[MATERIAL PROVIDED Boundary: Start]
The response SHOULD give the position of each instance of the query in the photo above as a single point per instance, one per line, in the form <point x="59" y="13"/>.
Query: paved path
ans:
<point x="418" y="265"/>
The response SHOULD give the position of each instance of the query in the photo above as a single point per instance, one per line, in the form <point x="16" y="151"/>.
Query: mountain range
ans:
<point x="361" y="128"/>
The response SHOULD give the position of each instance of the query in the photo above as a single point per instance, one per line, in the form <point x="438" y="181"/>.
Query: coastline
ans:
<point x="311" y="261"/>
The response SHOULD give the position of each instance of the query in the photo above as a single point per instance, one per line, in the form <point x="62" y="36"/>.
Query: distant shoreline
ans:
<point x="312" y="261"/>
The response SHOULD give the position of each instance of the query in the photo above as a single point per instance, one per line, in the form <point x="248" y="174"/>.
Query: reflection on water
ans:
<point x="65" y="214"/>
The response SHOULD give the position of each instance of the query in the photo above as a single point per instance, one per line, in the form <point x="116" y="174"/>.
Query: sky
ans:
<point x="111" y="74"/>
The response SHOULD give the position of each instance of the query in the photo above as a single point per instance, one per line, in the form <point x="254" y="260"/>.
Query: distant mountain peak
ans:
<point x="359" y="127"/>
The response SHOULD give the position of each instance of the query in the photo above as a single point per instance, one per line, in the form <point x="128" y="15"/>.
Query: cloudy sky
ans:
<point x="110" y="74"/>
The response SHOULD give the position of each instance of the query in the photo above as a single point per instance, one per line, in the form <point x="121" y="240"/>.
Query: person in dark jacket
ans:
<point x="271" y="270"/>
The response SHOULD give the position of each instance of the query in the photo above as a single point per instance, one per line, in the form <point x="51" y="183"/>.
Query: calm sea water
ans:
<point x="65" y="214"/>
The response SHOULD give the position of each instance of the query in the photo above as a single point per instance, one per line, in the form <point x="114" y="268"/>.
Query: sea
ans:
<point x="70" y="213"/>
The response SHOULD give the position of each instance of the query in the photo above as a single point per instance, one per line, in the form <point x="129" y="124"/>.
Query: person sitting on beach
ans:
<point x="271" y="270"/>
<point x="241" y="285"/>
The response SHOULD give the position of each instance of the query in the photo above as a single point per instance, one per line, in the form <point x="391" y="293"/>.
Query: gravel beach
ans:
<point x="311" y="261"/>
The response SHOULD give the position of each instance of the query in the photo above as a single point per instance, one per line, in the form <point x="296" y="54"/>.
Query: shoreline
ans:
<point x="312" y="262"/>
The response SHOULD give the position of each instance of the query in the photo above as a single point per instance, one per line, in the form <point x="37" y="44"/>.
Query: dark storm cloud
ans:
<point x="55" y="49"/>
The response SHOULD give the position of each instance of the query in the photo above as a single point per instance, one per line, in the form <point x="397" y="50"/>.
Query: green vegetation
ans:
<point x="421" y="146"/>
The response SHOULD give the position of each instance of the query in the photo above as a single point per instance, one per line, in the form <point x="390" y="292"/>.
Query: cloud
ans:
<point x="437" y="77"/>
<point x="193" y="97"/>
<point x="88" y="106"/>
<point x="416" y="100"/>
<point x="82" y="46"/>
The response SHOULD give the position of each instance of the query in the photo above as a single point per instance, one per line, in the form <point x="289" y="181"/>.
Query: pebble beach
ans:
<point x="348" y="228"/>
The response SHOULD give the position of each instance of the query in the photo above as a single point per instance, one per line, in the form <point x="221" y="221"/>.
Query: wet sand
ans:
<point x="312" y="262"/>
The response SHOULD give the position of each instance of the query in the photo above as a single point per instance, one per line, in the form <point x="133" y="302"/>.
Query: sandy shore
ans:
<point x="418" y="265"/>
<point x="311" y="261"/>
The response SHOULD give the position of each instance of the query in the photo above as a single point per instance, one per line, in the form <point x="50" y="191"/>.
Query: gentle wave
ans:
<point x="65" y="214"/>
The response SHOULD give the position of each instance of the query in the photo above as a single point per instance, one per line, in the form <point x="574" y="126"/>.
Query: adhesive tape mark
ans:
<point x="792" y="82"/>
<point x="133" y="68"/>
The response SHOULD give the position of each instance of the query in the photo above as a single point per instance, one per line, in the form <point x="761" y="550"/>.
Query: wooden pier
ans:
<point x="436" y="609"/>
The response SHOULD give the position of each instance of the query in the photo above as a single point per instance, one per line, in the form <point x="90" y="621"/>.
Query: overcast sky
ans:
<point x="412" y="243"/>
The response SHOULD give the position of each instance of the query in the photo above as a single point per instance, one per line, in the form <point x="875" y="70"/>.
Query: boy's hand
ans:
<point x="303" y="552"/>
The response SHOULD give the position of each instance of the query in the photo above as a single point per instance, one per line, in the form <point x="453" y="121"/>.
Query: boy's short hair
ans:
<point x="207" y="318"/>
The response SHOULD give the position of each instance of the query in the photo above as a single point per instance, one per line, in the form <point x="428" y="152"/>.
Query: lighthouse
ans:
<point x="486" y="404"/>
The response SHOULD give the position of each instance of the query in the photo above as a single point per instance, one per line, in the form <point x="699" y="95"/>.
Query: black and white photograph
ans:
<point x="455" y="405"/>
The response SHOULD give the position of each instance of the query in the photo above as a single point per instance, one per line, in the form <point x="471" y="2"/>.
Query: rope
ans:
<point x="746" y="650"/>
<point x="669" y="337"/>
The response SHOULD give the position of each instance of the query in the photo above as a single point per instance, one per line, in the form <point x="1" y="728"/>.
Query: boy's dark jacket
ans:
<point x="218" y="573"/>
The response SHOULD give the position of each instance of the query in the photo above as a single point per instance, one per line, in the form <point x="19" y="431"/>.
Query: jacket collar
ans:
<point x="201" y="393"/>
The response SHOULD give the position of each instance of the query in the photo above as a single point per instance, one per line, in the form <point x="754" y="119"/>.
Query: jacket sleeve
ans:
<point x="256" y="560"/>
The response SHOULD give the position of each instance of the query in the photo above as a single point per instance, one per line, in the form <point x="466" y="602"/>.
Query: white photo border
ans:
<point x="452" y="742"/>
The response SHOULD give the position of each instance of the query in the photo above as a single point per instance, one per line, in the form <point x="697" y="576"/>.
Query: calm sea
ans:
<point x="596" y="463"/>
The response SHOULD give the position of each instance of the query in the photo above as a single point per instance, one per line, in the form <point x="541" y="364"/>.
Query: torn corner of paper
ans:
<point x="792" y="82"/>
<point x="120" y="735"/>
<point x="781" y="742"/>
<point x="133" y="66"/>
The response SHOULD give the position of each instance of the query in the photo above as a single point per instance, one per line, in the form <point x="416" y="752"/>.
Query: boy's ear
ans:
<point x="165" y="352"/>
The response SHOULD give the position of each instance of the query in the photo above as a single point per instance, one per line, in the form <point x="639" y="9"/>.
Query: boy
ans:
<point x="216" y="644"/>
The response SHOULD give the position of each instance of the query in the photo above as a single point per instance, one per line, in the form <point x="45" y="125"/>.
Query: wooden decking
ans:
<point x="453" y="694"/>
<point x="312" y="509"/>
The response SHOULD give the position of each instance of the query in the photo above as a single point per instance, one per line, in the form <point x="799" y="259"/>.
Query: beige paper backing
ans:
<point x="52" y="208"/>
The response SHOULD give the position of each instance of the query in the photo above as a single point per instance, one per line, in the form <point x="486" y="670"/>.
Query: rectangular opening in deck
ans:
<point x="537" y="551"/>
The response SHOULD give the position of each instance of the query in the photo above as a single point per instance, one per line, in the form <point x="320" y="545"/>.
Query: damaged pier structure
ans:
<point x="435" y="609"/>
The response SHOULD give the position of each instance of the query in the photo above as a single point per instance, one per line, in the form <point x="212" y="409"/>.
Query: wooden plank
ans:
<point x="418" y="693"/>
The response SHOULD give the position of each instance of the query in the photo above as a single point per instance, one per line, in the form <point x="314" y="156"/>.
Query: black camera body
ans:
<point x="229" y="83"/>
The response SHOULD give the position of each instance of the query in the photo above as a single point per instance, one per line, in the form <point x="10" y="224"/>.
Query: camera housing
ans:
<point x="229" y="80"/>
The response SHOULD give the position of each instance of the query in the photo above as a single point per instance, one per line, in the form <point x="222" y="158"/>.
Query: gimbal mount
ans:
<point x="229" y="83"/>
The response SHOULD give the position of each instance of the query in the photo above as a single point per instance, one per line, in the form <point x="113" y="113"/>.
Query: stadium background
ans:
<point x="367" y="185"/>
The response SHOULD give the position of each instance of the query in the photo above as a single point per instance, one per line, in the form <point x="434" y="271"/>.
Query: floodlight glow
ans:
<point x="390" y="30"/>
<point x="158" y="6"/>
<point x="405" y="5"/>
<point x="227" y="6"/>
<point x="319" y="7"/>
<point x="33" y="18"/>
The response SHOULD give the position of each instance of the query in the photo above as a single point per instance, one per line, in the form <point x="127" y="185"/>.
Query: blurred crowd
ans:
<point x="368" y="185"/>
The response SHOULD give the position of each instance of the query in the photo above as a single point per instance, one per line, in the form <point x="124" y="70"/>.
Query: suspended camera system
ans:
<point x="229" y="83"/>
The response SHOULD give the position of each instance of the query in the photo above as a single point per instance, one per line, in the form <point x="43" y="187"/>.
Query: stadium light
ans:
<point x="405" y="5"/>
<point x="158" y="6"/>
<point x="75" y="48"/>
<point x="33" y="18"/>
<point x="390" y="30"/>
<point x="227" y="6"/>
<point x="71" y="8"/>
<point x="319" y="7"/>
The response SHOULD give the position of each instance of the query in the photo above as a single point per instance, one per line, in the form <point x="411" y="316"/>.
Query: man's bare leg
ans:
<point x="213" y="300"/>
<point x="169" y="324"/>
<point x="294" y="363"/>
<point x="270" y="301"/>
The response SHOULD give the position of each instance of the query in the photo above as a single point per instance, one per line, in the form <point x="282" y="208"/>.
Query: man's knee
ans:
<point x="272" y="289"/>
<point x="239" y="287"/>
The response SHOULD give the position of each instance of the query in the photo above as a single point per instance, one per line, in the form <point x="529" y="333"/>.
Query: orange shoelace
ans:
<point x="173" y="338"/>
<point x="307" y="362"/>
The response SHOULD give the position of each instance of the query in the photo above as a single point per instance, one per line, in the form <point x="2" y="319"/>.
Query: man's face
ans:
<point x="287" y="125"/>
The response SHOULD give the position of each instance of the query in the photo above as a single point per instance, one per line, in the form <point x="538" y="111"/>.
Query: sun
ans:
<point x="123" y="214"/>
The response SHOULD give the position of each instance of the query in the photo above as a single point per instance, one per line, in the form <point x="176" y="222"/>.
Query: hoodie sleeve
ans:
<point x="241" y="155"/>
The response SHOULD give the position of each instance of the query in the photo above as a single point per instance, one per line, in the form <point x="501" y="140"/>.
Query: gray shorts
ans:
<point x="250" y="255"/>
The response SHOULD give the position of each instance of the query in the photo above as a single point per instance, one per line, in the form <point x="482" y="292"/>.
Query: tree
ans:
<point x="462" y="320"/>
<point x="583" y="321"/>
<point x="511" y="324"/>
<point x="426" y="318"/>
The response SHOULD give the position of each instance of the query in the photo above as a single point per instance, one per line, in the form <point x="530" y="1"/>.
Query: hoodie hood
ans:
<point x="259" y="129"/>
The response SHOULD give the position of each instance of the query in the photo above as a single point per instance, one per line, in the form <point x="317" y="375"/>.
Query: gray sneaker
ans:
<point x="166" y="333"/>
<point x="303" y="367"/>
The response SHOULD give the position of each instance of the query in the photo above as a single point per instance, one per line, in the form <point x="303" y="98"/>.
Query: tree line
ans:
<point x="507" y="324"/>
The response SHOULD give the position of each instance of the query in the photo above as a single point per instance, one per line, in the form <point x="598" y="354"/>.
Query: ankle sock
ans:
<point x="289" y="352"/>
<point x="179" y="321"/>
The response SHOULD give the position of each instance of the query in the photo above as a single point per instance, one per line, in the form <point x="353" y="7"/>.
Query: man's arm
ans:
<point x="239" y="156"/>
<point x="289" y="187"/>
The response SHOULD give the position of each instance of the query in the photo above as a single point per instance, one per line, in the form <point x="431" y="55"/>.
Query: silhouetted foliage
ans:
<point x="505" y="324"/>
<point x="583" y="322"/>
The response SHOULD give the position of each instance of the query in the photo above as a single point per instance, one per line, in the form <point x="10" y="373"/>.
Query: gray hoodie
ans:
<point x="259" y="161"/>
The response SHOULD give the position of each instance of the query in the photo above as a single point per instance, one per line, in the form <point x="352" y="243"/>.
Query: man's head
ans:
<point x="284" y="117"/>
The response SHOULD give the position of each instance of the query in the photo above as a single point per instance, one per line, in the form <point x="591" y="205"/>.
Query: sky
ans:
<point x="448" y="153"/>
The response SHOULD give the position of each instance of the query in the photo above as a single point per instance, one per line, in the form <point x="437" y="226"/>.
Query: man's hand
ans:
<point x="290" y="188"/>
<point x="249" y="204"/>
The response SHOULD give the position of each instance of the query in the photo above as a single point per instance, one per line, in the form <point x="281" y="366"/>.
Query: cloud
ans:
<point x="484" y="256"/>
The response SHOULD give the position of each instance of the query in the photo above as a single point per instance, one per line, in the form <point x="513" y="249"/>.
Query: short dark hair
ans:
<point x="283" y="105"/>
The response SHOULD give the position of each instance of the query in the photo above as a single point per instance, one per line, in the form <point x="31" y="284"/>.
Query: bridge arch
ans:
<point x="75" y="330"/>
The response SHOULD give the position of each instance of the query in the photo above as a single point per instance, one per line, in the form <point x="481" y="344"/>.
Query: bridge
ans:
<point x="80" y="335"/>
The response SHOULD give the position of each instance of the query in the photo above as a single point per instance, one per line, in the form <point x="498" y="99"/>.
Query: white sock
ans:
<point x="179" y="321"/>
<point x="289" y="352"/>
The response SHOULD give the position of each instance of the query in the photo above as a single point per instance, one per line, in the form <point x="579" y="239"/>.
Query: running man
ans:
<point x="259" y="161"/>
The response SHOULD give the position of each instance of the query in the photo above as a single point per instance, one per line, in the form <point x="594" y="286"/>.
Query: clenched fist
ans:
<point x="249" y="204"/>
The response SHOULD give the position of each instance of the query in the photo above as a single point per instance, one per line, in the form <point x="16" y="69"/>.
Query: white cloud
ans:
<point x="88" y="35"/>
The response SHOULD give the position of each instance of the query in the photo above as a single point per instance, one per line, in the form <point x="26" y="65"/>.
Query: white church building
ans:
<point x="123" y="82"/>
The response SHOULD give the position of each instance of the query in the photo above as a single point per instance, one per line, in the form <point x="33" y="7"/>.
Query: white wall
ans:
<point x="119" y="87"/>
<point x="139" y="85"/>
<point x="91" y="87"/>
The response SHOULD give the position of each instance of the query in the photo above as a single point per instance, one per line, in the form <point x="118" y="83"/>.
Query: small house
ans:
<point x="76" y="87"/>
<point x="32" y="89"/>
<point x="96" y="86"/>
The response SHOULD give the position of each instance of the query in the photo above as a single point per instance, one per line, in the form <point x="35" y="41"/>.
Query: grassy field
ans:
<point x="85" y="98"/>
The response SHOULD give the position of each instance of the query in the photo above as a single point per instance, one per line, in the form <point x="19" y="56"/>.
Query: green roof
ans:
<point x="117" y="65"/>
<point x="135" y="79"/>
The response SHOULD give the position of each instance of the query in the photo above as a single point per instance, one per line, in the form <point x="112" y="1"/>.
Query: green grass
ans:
[MATERIAL PROVIDED Boundary: End]
* **TASK OBJECTIVE**
Check each line above for the string "sleeve" and copy the ones that have it.

* **FINISHED EXERCISE**
Query: jacket sleeve
Query: hoodie sleeve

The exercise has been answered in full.